··· Text block ···
What is the proof for the dimensions of null and range in linear algebra?

[evilpostingmong]

Homework Statement

Prove that
dim null T∗ = dim null T + dimW − dimV
and
dim range T∗ = dim range T
for every T ∈ L(V,W).

Homework Equations

The Attempt at a Solution

I have my solution written down, but just to make sure...
I think that nullT*=0 since W is a subspace of V and mapping from W to V
with T* yields the same result as mapping from W to W since W is in V, so it would only
make sense that T(wi) is in V and no vector (besides 0) is in nullT*. Just want
to make sure my reasoning here is right. This isn't my solution, btw, but a crucial finding.

 

[Dick]

That's awful, really awful. Suppose T:R^3->R^3 and T is the zero transformation. I.e. T(x)=(0,0,0). T* is also the zero transformation. null(T*)=R^3. I.e. dim(null(T*))=3. Your 'crucial finding' doesn't make any sense AT ALL. At all, at all.

 

[evilpostingmong]

That's awful, really awful. Suppose T:R^3->R^3 and T is the zero transformation. I.e. T(x)=(0,0,0). T* is also the zero transformation. null(T*)=R^3. I.e. dim(null(T*))=3. Your 'crucial finding' doesn't make any sense AT ALL. At all, at all.

I see that. But does it make sense for nullT*=0 if T and T* are not 0 transfomations? So let's say that T(1 2 3)=(3 6 0) going from R^3-->R^2. Null T is 1 dimensional.
so 1+2-3=0=dim nullT*. I feel dumb not considering the 0 transformation. My proof needs a major overhaul.

 

[Dick]

How is T(1 2 3)=(3 6 0) supposed to describe a map from R^3->R^2?? Why don't you warm up by telling me why the statements are true in the case where V=W?

 

[HallsofIvy]

To expand on Dick's statement: Saying "T(1 2 3)= (3 6 0)" tells what T does to one vector. It does not define a linear transformation. Further, (3 6 0) is in R³, not R² so any linear transformation (or non-linear function) that mapped (1, 2, 3) to (3 6 0) would be "R³->R³". A function defined by T(x y z)= (3x 2y) would be a linear transformation from R³ to R².

 

[evilpostingmong]

To expand on Dick's statement: Saying "T(1 2 3)= (3 6 0)" tells what T does to one vector. It does not define a linear transformation. Further, (3 6 0) is in R³, not R² so any linear transformation (or non-linear function) that mapped (1, 2, 3) to (3 6 0) would be "R³->R³". A function defined by T(x y z)= (3x 2y) would be a linear transformation from R³ to R².

PREPARE FOR A WALL OF TEXT, BUT CORRECTING ME WOULD HELP TREMENDOUSLY
AND COULD IMPACT ANY FUTURE PROOFS THAT I DO!
Oh crap, that's what it is? I always thought that all members in a kernel would
be mapped to 0 in the dimensions that don't contain them as non zero. So I always
thought that (x y 0) is the same as (x y). No wonder this proof was off.
Here's what confused me. I'll quote someone here, I don't want him to feel bad about
this, because I was the one who took him out of context...

"That's fine as far as it goes. Sure null(T) is U^perp as you've defined it. But Halls also said you should prove the span of U and U^perp is V. You didn't do that. Do you see why that's necessary?"
···
• Stated task 1:
From the linear algebra thread, return the passage between "Oh crap, that's" and "proof was off.", inclusive.
• Stated task 2:
Check each statement against the linear algebra thread. For each, answer yes or no and quote the words from the thread that settle it. (a) Dick's example uses the zero transformation from R^3 to R^3. (b) HallsofIvy says T(x y z)= (3x 2y) would be a linear transformation from R³ to R³. (c) In the T(1 2 3)=(3 6 0) example, evilpostingmong says null T is 2 dimensional.
··· Entries supplied ···
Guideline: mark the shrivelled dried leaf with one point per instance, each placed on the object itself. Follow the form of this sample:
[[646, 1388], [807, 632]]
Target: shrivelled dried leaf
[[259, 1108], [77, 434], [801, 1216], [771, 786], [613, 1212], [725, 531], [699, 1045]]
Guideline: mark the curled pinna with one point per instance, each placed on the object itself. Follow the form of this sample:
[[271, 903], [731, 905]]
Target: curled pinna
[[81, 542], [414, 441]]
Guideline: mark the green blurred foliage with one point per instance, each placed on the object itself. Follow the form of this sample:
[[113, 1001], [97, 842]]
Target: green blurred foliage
···
• Task solution 1:
Oh crap, that's what it is? I always thought that all members in a kernel would
be mapped to 0 in the dimensions that don't contain them as non zero. So I always
thought that (x y 0) is the same as (x y). No wonder this proof was off.

• Task solution 2:
(a) Yes: "Suppose T:R^3->R^3 and T is the zero transformation."
(b) No: "A function defined by T(x y z)= (3x 2y) would be a linear transformation from R³ to R²."
(c) No: "Null T is 1 dimensional."